*Text shown:*

* begin *

What are the railroads telling us?
The automobile business is strong. So is construction, based on shipments on the nation's railroads. Crude oil is a hot commodity. Coal is suffering from low prices.
That's why analysts and economists watch transportation stocks so closely. Historically, they functioned as a leading indicator of what's happening in the economy.
And what the transports are saying is that, for now, the economy may be better than anyone thinks. The Dow Jones Transportation Average ($DJT), the oldest U.S. stock index, closed at a record 6,411. They've dipped a touch since but finished Monday at 6,344.
The index is up 19.6% this year, compared with the Dow Jones industrials' ($INDU) 15.1% or the 14.5% gain for the Standard & Poor's 500 Index ($INX). In fact, 18 of the 20 stocks in the Dow Transports are higher this year.
Is that insane? Yes and no. Airline stocks are the biggest reason why the Dow transports are so strong this year. They're up because airlines are taking planes out of service or merging, and they're getting fare increases to stocks. And, with at least stable fuel costs, airlines are starting to make money. (Not that they've made the experience of flying particularly enjoyable.)
The four top stocks in the Dow transports this year are airlines: Alaska Airlines (ALK), Delta Air Lines (DAL), United Continental Holdings (UAL) and Southwest Airlines (LUV). Alaska is the leader, up 53%.
But the railroads are the better gauge of judging the strength of the sector and may offer a clearer insight into the economy. Shares of Kansas City Southern (KSU), CSX (CSX) and Norfolk Southern (NSC) are up 33.5%, 28.3% and 26.8% this year, respectively. Union Pacific (UNP) is up 22.4%.
What's giving the railroads their push is cyclical traffic: autos, trucks and construction materials and chemicals. If anything, the business confirms the reasonable strength in autos and in what appears to be growing strength in housing.
Also strong is intermodel traffic: containers filled with furniture, computers and other products. This group strongly correlates to overall consumer demand, according to the ASI/Transmatch Railfax Report.
Baseline traffic -- commodities, grain and foods -- has been struggling for the last few years. That's because the biggest portion of business in the sector is coal, and coal prices have been hammered by the big break in natural gas prices. If it's a contest between relatively dirty coal and low-priced natural gas, gas wins.

* end *

*Provided material:*

* begin *

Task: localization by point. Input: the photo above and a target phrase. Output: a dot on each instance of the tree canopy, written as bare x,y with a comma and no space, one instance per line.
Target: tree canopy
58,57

* end *

*Tasks for this exercise:*
**a)** In the article on transportation stocks, list every railroad company whose share performance this year is given.
**b)** According to the article on transportation stocks, where did the Dow Jones Transportation Average finish on Monday?
The lines have no connection to the article on transportation stocks.

*Problem solutions:*
**a)** Kansas City Southern (KSU), CSX (CSX), Norfolk Southern (NSC), Union Pacific (UNP)

**b)** It finished Monday at 6,344.